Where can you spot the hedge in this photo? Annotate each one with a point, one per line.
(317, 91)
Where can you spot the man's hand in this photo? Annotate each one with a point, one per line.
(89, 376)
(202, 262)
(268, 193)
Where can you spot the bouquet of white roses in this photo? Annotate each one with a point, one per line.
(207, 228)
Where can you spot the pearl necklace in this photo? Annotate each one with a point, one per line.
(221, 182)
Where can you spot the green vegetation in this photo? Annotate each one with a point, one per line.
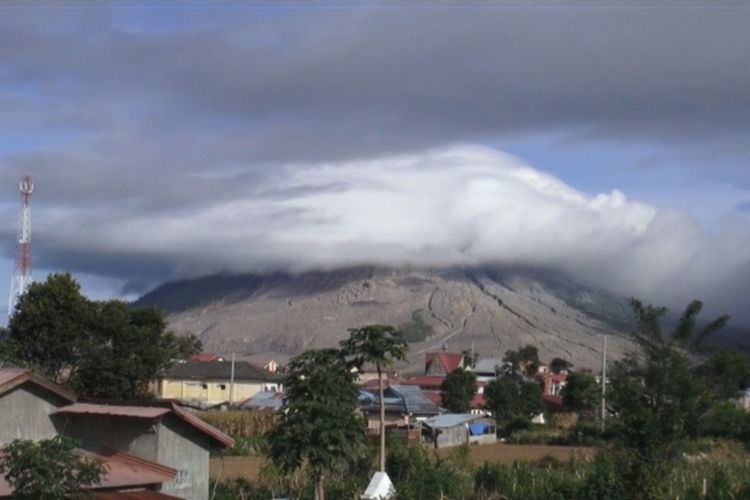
(581, 393)
(416, 330)
(320, 427)
(380, 345)
(102, 349)
(457, 390)
(50, 469)
(513, 401)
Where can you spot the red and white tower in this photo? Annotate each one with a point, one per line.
(21, 278)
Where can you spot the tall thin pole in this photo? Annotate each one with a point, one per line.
(21, 278)
(604, 383)
(231, 383)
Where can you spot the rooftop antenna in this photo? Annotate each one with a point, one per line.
(21, 278)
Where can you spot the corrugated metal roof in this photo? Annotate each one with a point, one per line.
(13, 377)
(488, 365)
(415, 400)
(219, 370)
(122, 470)
(133, 495)
(202, 426)
(450, 420)
(150, 412)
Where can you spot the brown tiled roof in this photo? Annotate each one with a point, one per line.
(149, 412)
(122, 470)
(133, 495)
(10, 378)
(219, 370)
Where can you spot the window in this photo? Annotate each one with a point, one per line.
(182, 480)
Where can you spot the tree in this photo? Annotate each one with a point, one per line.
(102, 349)
(127, 349)
(581, 392)
(380, 345)
(50, 469)
(559, 364)
(458, 389)
(525, 359)
(320, 425)
(47, 325)
(661, 395)
(511, 399)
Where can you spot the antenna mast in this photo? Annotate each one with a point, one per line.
(21, 278)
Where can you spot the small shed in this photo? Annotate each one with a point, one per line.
(455, 429)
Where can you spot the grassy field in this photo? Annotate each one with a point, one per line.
(249, 467)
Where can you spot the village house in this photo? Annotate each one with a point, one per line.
(456, 429)
(206, 384)
(161, 451)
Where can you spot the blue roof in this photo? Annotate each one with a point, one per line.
(451, 420)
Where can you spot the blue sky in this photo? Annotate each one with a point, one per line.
(142, 121)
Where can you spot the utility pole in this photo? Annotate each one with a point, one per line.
(604, 383)
(21, 278)
(231, 383)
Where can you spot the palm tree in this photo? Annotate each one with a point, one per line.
(380, 345)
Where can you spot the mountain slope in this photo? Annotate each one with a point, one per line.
(491, 309)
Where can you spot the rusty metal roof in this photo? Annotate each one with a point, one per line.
(10, 378)
(202, 426)
(149, 412)
(123, 470)
(133, 495)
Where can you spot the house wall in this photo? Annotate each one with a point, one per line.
(136, 436)
(391, 419)
(188, 452)
(25, 413)
(214, 391)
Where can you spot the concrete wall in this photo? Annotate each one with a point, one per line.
(212, 391)
(25, 413)
(135, 436)
(187, 451)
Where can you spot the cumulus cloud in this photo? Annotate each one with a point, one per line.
(459, 205)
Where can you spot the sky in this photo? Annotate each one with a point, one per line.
(174, 139)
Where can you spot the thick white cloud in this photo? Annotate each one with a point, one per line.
(460, 205)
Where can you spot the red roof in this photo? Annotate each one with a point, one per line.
(449, 360)
(425, 381)
(206, 357)
(478, 402)
(10, 378)
(133, 495)
(122, 470)
(553, 403)
(151, 413)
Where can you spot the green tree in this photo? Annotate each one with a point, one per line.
(659, 395)
(581, 392)
(458, 389)
(524, 360)
(380, 345)
(559, 364)
(45, 329)
(102, 349)
(127, 349)
(511, 399)
(48, 470)
(320, 426)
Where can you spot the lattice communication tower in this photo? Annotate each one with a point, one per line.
(21, 278)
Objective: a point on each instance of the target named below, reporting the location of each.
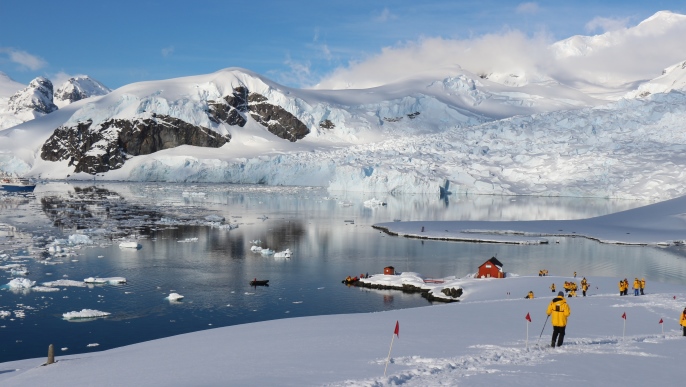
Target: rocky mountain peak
(78, 88)
(35, 98)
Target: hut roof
(495, 261)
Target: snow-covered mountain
(8, 86)
(33, 101)
(20, 104)
(78, 88)
(516, 134)
(672, 78)
(36, 98)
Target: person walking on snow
(559, 310)
(637, 286)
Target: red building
(491, 269)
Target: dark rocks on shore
(107, 146)
(455, 293)
(233, 108)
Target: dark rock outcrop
(107, 146)
(232, 109)
(36, 98)
(327, 124)
(78, 88)
(407, 288)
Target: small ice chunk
(21, 283)
(84, 313)
(174, 297)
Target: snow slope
(659, 224)
(489, 134)
(481, 341)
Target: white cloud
(385, 16)
(23, 58)
(614, 58)
(507, 52)
(167, 51)
(605, 24)
(528, 8)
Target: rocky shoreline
(451, 294)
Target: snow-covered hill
(20, 104)
(78, 88)
(513, 133)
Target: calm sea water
(329, 234)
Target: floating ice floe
(45, 289)
(21, 283)
(283, 254)
(129, 245)
(215, 218)
(108, 280)
(84, 313)
(174, 297)
(59, 283)
(373, 203)
(80, 239)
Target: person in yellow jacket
(559, 311)
(637, 286)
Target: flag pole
(395, 332)
(527, 333)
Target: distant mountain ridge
(39, 98)
(512, 134)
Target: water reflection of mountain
(12, 203)
(98, 208)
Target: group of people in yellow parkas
(638, 286)
(559, 310)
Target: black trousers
(558, 335)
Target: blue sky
(296, 43)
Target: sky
(298, 44)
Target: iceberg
(174, 297)
(84, 313)
(283, 254)
(130, 245)
(21, 283)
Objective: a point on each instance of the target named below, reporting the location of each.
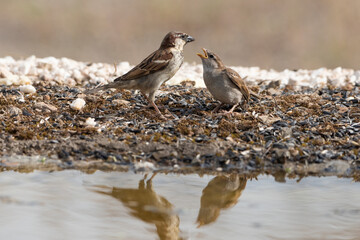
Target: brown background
(267, 33)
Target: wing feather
(239, 82)
(156, 61)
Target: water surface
(75, 205)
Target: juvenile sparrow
(224, 83)
(154, 70)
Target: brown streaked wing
(239, 82)
(156, 61)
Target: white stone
(90, 122)
(27, 89)
(78, 104)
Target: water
(75, 205)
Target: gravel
(298, 129)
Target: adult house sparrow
(154, 70)
(224, 83)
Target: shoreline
(298, 130)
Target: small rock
(14, 111)
(90, 122)
(78, 104)
(45, 107)
(27, 89)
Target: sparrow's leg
(232, 109)
(217, 108)
(150, 99)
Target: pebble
(78, 104)
(27, 89)
(45, 107)
(90, 122)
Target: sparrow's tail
(254, 95)
(104, 87)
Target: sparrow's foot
(217, 108)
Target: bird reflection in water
(145, 204)
(222, 192)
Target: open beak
(190, 39)
(205, 56)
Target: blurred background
(266, 33)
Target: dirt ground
(307, 132)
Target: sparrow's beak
(190, 39)
(205, 56)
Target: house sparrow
(224, 83)
(154, 70)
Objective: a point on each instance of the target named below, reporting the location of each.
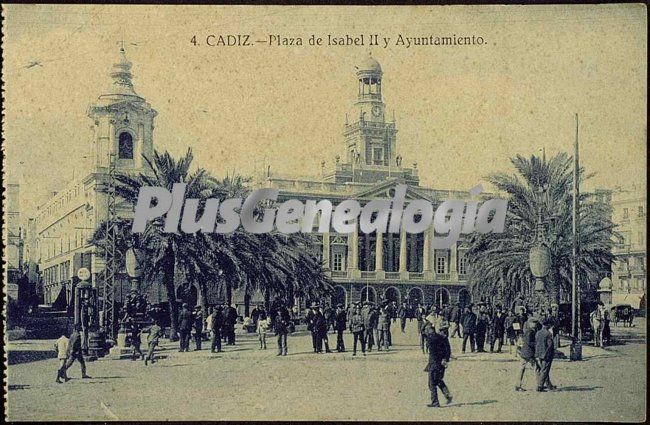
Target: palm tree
(169, 250)
(498, 262)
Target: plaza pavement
(244, 382)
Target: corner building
(121, 132)
(390, 266)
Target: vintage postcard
(340, 213)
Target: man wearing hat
(185, 321)
(357, 329)
(544, 352)
(311, 326)
(439, 355)
(469, 328)
(526, 350)
(340, 322)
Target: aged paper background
(461, 113)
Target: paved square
(247, 383)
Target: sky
(461, 111)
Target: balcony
(368, 275)
(340, 274)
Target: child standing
(61, 347)
(155, 333)
(262, 327)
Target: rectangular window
(462, 266)
(441, 265)
(378, 156)
(337, 261)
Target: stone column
(426, 267)
(353, 253)
(453, 255)
(326, 251)
(379, 252)
(402, 253)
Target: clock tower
(370, 140)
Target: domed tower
(370, 140)
(122, 122)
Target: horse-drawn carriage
(622, 313)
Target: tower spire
(121, 75)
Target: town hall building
(372, 267)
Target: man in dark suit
(469, 328)
(280, 322)
(230, 318)
(311, 318)
(498, 329)
(439, 354)
(185, 321)
(198, 327)
(217, 326)
(544, 352)
(75, 353)
(340, 324)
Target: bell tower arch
(123, 122)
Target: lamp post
(539, 257)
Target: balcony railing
(368, 275)
(339, 274)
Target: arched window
(125, 146)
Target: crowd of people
(533, 336)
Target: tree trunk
(247, 304)
(228, 293)
(168, 277)
(173, 308)
(203, 300)
(267, 299)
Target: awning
(632, 299)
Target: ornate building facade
(629, 272)
(121, 127)
(396, 267)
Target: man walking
(403, 311)
(311, 326)
(198, 328)
(383, 328)
(280, 324)
(420, 313)
(61, 347)
(356, 327)
(498, 330)
(439, 354)
(184, 327)
(482, 323)
(527, 351)
(155, 333)
(217, 325)
(75, 353)
(454, 321)
(371, 321)
(340, 323)
(469, 328)
(544, 352)
(321, 330)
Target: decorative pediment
(386, 189)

→ WORK TO COMPLETE: Reproduce the records word for word from the line with "Target: man walking" through the end of the records.

→ SOLUTION FOR THIS TASK:
Target: man walking
(403, 311)
(311, 326)
(198, 328)
(383, 328)
(280, 324)
(420, 313)
(61, 347)
(356, 327)
(498, 330)
(439, 354)
(184, 327)
(482, 323)
(527, 351)
(155, 333)
(217, 325)
(75, 353)
(454, 321)
(371, 321)
(340, 323)
(469, 328)
(544, 352)
(321, 330)
Target: decorative pediment
(386, 189)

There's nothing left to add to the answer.